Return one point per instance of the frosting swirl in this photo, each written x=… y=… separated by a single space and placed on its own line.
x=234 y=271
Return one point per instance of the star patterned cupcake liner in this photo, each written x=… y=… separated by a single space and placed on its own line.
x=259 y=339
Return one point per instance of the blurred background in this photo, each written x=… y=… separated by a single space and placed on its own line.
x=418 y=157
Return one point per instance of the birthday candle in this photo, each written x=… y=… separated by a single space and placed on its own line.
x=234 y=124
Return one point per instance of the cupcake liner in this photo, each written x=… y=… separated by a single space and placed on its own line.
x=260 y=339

* * *

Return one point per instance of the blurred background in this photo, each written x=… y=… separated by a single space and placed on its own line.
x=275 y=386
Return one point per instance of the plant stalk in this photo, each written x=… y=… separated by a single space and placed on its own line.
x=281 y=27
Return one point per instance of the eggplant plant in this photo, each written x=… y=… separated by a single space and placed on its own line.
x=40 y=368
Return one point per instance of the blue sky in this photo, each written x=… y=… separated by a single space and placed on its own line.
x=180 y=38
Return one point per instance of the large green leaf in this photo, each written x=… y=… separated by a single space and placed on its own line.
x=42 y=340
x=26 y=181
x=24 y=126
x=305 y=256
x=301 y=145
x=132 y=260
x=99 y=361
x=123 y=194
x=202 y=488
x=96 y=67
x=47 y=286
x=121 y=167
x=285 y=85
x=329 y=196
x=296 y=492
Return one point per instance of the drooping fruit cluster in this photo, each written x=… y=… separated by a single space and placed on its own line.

» GIVEN EXERCISE:
Please copy everything in the listing from the line containing "Return one point per instance of the large" down to the line containing "x=202 y=488", both lines included, with no changes.

» WRITTEN SOLUTION:
Return one point per instance of the large green leaf in this photo, each written x=… y=… separated by a single space and placed on its own line.
x=42 y=340
x=26 y=181
x=24 y=126
x=305 y=256
x=301 y=145
x=132 y=260
x=99 y=361
x=123 y=194
x=202 y=488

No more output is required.